==== Entries provided ====

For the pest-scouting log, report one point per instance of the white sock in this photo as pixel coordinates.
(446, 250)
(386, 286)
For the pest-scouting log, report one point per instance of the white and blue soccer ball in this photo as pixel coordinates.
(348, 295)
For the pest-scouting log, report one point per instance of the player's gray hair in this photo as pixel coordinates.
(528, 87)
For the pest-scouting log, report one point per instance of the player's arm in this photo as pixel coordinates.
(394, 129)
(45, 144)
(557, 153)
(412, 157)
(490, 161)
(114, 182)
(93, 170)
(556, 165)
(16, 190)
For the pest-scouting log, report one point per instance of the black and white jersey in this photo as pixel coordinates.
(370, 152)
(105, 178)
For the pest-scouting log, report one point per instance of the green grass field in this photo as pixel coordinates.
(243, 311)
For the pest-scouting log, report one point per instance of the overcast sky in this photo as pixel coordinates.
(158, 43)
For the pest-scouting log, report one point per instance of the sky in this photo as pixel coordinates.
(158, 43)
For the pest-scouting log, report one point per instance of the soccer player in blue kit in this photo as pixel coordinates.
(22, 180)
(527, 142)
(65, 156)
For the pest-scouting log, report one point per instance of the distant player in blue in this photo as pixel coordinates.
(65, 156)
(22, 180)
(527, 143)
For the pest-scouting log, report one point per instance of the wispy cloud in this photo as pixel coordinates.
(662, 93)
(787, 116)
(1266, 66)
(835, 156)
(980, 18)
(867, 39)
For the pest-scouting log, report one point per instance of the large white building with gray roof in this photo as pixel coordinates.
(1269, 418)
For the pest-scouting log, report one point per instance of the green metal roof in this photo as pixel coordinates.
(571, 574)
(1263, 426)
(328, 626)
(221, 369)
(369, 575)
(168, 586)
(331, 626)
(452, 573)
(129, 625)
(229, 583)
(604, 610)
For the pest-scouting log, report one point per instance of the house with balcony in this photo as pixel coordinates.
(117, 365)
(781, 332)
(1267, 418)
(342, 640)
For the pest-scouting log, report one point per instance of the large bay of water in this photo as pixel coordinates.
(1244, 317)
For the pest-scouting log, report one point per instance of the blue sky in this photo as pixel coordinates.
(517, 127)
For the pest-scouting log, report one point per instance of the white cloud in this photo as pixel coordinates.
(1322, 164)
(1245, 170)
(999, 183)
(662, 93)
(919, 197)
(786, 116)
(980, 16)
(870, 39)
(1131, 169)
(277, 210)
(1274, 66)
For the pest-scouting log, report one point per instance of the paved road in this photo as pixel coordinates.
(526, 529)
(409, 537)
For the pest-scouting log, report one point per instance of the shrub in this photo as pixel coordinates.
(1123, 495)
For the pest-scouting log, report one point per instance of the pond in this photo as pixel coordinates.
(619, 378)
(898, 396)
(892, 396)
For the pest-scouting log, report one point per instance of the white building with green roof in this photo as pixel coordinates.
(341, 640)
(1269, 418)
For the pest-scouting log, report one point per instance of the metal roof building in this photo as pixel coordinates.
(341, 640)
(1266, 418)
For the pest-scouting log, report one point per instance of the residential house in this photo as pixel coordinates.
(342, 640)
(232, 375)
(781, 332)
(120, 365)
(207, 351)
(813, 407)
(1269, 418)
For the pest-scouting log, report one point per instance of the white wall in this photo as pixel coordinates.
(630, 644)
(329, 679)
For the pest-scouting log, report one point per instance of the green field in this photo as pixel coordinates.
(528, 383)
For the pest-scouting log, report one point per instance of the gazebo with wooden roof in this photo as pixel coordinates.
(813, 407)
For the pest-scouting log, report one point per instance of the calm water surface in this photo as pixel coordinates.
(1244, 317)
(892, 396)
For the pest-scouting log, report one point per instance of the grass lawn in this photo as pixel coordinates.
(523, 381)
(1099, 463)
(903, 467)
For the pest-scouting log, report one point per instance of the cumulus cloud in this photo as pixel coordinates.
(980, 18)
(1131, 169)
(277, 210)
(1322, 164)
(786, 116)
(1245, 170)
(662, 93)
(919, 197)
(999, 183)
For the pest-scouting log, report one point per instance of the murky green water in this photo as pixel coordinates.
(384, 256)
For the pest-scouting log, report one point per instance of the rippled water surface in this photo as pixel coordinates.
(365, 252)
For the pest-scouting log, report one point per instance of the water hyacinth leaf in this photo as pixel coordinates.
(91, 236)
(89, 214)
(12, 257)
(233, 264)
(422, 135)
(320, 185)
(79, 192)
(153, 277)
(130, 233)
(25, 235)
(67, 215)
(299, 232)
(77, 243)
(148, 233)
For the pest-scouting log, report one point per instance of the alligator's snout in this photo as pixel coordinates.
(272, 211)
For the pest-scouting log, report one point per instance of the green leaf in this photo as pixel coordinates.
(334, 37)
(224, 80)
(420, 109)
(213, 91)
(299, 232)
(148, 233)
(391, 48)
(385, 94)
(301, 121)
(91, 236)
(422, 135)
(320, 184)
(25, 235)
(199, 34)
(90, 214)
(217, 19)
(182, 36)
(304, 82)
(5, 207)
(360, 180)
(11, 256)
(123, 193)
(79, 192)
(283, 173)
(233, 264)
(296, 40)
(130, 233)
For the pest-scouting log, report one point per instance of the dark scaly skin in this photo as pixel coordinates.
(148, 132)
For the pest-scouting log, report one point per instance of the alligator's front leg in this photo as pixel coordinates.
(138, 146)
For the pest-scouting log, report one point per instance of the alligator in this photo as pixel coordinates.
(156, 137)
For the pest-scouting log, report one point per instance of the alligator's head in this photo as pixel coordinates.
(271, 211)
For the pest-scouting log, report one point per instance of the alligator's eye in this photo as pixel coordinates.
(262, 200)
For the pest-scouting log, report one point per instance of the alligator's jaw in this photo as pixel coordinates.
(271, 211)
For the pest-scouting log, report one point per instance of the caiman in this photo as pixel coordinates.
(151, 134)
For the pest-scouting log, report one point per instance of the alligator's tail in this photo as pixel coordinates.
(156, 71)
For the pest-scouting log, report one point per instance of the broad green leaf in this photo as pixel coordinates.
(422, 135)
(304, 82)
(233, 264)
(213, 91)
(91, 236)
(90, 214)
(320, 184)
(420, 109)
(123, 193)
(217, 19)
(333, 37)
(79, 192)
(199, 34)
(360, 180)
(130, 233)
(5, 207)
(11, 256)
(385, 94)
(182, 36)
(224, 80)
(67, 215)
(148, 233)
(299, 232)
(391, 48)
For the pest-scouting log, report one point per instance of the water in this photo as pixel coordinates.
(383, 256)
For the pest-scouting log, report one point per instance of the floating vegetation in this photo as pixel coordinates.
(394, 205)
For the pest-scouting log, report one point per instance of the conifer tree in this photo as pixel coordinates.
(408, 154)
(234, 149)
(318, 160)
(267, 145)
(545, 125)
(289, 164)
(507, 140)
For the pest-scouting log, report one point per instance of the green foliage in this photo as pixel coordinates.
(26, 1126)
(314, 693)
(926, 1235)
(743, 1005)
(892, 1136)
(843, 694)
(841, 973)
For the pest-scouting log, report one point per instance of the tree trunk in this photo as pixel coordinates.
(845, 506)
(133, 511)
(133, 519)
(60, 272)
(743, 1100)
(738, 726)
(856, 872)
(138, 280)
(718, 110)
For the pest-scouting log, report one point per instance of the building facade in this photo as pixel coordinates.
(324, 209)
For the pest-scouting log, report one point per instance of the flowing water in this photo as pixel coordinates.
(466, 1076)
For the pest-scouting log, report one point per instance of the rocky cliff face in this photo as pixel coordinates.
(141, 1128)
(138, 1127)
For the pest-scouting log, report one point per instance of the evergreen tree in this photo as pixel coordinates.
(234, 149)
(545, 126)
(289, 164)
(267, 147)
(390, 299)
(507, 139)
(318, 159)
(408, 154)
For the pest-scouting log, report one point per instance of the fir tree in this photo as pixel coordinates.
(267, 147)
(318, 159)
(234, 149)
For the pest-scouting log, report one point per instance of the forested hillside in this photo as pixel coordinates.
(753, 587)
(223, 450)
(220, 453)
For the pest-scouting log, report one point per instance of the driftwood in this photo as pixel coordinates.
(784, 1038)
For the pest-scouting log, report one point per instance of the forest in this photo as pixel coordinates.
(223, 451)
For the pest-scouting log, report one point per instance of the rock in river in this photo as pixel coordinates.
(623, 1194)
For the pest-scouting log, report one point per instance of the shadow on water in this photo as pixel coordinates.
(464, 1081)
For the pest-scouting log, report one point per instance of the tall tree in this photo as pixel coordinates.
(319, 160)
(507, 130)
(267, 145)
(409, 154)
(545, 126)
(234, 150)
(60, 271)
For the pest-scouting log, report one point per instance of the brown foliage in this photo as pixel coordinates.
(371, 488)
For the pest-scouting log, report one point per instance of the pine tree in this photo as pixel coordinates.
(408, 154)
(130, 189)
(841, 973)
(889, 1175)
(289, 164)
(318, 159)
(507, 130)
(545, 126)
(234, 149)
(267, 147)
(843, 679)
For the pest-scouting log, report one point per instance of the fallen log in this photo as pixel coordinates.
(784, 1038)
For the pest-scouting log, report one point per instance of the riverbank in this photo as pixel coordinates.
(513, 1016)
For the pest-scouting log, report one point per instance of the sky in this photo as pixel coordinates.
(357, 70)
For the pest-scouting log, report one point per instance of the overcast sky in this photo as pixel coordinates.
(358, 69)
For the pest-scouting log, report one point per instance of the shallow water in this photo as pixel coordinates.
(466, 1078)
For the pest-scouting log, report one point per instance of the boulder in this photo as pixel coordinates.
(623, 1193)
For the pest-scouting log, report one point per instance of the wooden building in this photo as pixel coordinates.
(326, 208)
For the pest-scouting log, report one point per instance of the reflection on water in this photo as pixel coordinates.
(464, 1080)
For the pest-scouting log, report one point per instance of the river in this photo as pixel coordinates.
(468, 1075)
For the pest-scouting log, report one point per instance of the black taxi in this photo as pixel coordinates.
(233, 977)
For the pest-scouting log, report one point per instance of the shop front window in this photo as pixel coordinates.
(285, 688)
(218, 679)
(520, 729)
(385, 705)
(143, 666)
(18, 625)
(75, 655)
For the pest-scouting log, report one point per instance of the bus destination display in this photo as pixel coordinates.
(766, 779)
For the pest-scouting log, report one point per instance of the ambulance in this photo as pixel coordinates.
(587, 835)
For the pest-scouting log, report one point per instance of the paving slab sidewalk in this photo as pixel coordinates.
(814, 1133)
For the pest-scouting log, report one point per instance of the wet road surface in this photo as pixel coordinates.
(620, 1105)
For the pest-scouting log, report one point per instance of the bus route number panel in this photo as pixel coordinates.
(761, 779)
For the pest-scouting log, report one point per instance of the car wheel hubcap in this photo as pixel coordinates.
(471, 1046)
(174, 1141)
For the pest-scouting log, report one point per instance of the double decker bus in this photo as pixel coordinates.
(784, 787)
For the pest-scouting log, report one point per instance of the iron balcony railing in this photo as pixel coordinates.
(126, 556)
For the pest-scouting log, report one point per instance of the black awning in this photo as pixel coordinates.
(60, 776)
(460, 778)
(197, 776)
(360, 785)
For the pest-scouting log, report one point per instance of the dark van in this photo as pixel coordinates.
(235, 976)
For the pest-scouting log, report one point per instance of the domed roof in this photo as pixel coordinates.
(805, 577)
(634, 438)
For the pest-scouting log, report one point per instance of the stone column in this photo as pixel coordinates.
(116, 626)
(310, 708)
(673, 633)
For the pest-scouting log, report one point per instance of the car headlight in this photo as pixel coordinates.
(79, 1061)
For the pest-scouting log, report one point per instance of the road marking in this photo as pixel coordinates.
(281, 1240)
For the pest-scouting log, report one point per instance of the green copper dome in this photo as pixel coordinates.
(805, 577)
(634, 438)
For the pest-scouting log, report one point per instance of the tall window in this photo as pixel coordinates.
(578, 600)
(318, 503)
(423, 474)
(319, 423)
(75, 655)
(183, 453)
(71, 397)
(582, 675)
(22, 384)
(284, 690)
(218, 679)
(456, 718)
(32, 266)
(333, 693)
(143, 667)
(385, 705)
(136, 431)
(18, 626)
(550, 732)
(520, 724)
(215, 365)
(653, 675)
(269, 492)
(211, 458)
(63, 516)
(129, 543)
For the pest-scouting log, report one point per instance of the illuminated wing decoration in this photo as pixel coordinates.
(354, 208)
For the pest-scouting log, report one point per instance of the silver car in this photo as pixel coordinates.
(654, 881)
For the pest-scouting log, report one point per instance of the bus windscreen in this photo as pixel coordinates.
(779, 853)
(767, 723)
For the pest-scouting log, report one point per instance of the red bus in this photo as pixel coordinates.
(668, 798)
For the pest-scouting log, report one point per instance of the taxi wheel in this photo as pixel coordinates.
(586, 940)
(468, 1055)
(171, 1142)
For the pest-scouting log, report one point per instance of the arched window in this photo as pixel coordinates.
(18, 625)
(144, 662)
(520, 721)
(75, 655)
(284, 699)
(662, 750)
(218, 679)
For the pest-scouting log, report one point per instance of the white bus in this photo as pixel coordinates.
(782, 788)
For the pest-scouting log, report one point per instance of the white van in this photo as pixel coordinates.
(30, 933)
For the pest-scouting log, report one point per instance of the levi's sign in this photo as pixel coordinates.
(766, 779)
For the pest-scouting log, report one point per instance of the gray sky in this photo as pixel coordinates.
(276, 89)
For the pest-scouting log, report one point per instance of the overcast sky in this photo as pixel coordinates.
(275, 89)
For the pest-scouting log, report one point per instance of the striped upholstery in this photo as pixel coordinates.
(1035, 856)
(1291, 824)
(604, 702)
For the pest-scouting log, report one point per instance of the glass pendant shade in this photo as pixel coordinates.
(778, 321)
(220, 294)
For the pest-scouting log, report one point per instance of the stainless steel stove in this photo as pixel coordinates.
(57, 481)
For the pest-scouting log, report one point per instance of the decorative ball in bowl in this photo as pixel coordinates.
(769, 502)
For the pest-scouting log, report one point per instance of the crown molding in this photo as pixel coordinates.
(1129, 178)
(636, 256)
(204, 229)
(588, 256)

====

:: What is being asked ::
Rewrite every line from the line containing "gray sky in this photo as pixel coordinates." up to and including the final line of the records, keeping all other lines unchanged. Multiply each coordinate by 1.35 and round the result to the nearest whole number, rounding halves up.

:: Answer to the problem ::
For the pest-scouting log, report one point per instance of the gray sky in this photo as pixel coordinates.
(373, 120)
For the pest-scouting log, report one point per instance of the overcast sky in this photo as pixel coordinates.
(371, 120)
For the pest-scouting log, report one point per instance of the striped upholstery in this photo as pixel coordinates.
(1397, 1156)
(1743, 1112)
(815, 948)
For the pest-scouting log, report one point per instance of the glass pendant shade in this photo as pixel coordinates.
(1050, 433)
(297, 397)
For the pest-scouting log, report one point per instance of the stainless steel stove in this photo as pixel coordinates.
(77, 649)
For the pest-scouting log, report one point per instance of the decorative ball in bowl in this photo as pixel coordinates.
(1038, 678)
For the pest-scouting log, report one point per instance of the crown molding in this photo as pixel coordinates.
(1524, 240)
(859, 346)
(275, 309)
(794, 346)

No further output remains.